Given text ->
┌──

Asymptotically almost all vectorial functions over finite fields have trivial extended-affine stabilizers.

A machine-rendered reading of the paper's core claim, the machinery that carries it, and where it could break.

The paper shows that when the dimension of a finite field tends to infinity, the fraction of vectorial functions possessing a nontrivial stabilizer under the extended-affine group action shrinks to zero. This makes the number of distinct functions up to EA-equivalence asymptotically equal to the total number of functions divided by the order of the EA-group, with the relative discrepancy disappearing. The same trivial-stabilizer fact yields a matching lower bound that makes the probability of EA-equivalence between two random functions super-exponentially small. The work also supplies upper bounds on collision probabilities under both EA-equivalence and the coarser CCZ-equivalence.

Core claim

The central claim is that the set of vectorial functions over a finite field whose extended-affine stabilizer is larger than the identity has asymptotic density zero. Consequently the number of EA-equivalence classes equals the naive count (total functions divided by group order) multiplied by (1 + o(1)). Upper bounds on the size of EA- and CCZ-orbits follow, and the probability that two independently chosen functions lie in the same EA-orbit is shown to be super-exponentially small.

What carries the argument

The extended-affine stabilizer of a vectorial function, i.e., the subgroup of extended-affine transformations that leave the function invariant.

If this is right

  • The number of EA-equivalence classes equals the total number of functions divided by the EA-group order, up to a factor 1 + o(1).
  • Two independently sampled vectorial functions are EA-equivalent with super-exponentially small probability.
  • The subset of functions possessing nontrivial EA-stabilizers is exponentially rare.
  • Upper bounds hold for the probability of CCZ-equivalence between random functions.

Where Pith is reading between the lines

These are editorial extensions of the paper, not claims the author makes directly.

  • Random sampling becomes a reliable method for generating functions without accidental symmetries.
  • Classification or enumeration algorithms for large fields can safely ignore the rare symmetric cases.
  • Similar density statements may hold for other group actions on functions over finite fields.

└──

Excerpts of point annotation data ->
┌──

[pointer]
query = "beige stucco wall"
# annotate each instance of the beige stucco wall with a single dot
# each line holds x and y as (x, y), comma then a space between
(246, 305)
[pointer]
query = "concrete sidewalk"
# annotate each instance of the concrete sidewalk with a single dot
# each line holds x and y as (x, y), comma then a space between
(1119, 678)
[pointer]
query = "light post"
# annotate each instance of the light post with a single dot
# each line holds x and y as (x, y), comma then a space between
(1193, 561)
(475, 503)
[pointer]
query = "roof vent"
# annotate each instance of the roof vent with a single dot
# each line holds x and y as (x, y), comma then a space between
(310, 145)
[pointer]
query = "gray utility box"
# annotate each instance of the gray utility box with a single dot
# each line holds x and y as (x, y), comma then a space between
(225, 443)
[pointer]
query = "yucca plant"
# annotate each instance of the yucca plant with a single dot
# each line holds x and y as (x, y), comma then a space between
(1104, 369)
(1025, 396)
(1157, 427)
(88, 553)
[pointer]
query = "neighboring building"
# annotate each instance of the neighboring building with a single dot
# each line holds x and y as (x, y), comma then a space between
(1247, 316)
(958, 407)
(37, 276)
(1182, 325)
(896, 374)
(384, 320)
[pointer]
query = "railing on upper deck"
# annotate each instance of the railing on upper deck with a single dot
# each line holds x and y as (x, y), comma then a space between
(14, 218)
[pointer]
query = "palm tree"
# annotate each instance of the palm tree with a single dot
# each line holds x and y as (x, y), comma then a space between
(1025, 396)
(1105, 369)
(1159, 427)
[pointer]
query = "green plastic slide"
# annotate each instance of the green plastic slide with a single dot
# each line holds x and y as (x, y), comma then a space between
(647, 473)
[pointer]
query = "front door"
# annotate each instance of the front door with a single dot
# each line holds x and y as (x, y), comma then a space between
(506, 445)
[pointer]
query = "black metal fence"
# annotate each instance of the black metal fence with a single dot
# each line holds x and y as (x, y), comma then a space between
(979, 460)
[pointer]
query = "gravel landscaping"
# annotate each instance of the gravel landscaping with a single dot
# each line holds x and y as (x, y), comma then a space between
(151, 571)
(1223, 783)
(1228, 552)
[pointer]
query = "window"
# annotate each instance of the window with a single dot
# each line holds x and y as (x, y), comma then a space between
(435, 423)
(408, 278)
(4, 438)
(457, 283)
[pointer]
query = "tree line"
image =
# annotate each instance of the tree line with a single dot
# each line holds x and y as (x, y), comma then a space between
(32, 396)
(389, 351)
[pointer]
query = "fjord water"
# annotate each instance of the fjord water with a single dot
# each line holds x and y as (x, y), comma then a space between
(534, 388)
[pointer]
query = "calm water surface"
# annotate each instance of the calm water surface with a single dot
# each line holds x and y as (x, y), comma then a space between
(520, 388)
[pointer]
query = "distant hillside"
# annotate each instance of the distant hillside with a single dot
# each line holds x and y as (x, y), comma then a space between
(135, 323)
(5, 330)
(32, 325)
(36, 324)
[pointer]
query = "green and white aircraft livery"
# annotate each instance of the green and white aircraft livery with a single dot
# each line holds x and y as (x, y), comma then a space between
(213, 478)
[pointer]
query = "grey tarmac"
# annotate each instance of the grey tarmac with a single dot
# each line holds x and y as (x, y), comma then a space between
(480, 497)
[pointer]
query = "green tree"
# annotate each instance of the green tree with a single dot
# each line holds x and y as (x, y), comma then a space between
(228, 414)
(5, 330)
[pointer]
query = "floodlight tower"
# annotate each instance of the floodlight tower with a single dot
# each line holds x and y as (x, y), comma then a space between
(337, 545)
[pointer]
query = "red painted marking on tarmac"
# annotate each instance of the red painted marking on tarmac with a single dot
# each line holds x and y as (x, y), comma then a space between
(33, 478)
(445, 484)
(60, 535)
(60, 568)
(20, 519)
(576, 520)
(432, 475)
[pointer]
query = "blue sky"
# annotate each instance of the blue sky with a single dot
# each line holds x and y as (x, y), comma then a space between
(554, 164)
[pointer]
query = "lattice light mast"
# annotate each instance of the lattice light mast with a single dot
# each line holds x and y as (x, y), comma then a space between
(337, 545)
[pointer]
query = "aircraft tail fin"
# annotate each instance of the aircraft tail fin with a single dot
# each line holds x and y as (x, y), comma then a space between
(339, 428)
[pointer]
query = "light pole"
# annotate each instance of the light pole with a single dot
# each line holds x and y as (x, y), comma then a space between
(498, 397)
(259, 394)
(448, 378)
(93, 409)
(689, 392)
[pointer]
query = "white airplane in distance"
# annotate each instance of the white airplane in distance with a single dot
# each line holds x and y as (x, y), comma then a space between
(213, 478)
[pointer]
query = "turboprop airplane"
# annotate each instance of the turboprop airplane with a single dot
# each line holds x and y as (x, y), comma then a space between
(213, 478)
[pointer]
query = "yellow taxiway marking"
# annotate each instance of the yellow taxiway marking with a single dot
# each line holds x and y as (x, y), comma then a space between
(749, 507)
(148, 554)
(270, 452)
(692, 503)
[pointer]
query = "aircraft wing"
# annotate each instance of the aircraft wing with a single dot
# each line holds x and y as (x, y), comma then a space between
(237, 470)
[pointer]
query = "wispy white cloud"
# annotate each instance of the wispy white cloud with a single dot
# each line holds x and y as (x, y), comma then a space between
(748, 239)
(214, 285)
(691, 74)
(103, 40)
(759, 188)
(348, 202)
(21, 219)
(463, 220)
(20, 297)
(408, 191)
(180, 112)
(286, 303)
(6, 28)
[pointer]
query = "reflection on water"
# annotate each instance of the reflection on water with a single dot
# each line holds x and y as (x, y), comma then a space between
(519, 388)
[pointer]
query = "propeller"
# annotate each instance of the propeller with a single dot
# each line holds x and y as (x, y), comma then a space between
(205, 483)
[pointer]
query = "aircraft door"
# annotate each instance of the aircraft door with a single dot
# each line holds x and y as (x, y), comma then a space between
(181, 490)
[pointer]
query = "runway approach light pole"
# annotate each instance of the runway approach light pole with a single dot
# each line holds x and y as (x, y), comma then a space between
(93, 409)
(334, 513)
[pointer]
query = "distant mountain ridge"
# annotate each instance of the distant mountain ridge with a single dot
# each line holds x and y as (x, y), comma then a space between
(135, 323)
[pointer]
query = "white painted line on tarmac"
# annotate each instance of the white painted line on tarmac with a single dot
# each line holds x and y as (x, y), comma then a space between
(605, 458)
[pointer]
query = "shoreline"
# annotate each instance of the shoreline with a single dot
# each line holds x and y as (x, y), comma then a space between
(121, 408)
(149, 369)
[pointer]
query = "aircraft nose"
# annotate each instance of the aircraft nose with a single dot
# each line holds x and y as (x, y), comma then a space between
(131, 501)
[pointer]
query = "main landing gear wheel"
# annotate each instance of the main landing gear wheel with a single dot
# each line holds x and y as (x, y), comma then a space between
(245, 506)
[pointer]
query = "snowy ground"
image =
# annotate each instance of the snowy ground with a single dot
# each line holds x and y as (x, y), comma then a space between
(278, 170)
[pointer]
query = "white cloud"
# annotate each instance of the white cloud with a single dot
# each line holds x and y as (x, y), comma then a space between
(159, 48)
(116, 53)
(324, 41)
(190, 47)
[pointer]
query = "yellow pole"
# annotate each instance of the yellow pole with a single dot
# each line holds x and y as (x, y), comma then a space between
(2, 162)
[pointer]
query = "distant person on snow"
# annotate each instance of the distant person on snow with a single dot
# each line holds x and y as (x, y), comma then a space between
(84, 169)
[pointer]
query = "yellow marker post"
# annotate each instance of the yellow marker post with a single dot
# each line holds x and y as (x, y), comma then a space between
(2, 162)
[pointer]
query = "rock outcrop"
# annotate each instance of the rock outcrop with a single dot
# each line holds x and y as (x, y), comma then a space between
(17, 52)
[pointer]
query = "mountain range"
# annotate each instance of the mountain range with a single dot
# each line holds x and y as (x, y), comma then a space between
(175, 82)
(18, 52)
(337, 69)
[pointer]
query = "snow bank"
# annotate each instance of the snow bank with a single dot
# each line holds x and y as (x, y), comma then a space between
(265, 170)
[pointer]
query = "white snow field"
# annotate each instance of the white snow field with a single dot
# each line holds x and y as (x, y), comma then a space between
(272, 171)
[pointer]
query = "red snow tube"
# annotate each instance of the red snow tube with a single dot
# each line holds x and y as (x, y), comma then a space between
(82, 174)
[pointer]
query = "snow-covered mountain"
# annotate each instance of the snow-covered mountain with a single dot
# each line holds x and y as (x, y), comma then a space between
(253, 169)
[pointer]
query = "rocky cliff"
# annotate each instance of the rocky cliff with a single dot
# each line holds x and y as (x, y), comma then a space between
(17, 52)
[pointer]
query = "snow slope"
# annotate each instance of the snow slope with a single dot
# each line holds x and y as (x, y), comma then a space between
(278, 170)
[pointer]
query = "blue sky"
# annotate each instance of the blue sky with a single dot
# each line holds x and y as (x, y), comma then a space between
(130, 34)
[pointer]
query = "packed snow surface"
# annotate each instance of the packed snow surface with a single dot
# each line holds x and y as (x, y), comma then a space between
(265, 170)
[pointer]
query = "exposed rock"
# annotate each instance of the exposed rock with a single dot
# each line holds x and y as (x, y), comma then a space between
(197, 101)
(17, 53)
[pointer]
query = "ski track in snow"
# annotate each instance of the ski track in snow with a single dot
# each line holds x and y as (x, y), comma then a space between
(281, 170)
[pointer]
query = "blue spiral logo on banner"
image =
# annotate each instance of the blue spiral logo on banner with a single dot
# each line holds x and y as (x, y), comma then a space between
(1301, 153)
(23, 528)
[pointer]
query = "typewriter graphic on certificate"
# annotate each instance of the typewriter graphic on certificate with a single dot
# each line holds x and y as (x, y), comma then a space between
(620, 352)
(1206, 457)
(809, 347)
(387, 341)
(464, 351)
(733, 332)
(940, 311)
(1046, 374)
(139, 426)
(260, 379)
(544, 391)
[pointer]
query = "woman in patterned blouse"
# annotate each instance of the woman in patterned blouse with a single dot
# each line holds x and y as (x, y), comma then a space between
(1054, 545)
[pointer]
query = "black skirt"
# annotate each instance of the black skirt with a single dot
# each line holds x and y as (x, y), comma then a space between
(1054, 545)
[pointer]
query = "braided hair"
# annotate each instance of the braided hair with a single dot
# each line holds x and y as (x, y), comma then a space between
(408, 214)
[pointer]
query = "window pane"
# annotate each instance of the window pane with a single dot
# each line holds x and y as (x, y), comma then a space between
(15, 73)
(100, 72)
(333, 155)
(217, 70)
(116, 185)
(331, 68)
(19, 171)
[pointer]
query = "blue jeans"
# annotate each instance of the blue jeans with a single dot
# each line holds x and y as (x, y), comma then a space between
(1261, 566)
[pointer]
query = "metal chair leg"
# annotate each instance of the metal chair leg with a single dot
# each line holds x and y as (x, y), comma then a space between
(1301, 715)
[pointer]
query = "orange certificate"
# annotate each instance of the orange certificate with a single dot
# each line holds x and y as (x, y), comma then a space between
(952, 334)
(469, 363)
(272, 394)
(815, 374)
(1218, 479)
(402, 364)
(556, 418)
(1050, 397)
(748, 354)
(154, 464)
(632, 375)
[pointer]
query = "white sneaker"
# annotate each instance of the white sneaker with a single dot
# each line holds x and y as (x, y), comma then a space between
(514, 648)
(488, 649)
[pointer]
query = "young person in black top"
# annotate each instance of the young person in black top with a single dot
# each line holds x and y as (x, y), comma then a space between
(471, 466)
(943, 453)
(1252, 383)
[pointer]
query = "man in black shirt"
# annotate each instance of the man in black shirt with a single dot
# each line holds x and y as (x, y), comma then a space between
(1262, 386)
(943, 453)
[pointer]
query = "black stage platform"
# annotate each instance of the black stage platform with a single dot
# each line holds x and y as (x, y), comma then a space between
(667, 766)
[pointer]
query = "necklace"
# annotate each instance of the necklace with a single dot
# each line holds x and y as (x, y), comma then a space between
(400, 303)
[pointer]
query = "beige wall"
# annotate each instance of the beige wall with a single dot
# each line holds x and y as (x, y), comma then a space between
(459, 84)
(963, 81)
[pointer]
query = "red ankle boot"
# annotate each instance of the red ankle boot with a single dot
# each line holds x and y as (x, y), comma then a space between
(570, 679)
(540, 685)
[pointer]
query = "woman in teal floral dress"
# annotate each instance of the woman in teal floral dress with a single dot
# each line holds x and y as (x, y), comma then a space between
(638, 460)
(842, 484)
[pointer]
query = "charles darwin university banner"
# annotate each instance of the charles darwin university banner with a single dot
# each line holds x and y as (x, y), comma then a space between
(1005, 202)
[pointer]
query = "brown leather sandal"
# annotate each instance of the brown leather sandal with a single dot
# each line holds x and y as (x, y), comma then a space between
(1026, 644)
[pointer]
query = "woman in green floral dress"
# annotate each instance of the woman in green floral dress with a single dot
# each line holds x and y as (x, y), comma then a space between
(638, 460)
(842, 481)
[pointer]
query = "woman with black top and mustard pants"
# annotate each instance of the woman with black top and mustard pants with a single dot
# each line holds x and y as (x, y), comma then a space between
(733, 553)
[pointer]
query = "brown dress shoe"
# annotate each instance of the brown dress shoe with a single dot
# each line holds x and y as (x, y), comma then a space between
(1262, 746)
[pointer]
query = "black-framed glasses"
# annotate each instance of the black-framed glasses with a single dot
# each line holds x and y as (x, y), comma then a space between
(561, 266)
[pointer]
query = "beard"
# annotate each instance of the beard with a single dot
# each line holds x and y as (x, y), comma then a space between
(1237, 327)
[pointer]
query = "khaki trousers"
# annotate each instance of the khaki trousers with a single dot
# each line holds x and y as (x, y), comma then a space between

└──

The exercise ->
Reproduce everything from "Asymptotically almost all" down to "it could break." in the paper summary, replacing "vectorial functions" with "vector-valued functions". This listing comes from a different source than the paper summary.

Solution to this exercise ->
Asymptotically almost all vector-valued functions over finite fields have trivial extended-affine stabilizers.

A machine-rendered reading of the paper's core claim, the machinery that carries it, and where it could break.